===== DATA TO PROCESS =====
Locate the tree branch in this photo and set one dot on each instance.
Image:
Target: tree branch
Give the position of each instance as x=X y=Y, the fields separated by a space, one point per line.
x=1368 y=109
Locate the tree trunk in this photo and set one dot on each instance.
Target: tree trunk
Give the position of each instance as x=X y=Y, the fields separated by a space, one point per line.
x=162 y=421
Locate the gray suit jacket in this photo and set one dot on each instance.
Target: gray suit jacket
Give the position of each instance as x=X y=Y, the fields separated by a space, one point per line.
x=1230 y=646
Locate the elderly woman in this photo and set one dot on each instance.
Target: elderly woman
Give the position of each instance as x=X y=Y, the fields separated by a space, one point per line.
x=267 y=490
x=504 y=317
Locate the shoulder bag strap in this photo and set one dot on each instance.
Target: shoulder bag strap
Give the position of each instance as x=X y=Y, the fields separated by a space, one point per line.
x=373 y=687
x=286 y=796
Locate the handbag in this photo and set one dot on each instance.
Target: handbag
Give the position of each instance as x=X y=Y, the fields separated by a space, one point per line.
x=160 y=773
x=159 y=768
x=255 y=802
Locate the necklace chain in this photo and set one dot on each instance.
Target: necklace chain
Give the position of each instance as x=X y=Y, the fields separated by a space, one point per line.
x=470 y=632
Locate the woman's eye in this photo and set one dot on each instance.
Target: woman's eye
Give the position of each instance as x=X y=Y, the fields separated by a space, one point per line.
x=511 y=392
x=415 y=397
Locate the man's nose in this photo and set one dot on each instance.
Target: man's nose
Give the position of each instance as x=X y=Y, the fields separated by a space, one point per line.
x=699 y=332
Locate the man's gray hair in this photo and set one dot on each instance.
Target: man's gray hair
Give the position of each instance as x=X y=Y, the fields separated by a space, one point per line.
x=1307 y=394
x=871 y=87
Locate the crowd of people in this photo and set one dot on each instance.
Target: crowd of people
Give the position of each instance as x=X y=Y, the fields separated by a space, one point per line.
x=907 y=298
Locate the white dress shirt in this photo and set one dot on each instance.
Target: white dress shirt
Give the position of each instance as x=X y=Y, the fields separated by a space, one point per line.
=====
Rewrite the items from the line containing "Locate the crowd" through the end of the items, switching "set one dot" to "place a single dot" and leaving everything else unchanged.

Locate the crowd of people in this photo and place a single dot on each instance.
Target: crowd of people
Give the position of each instance as x=X y=Y, the fields separated by a space, one point per line.
x=907 y=298
Locate the white dress shirt in this photo and place a single dot on each instance.
Target: white dress shirt
Give the position of each instance as x=X y=Y, the fields separated by a space, one point per line.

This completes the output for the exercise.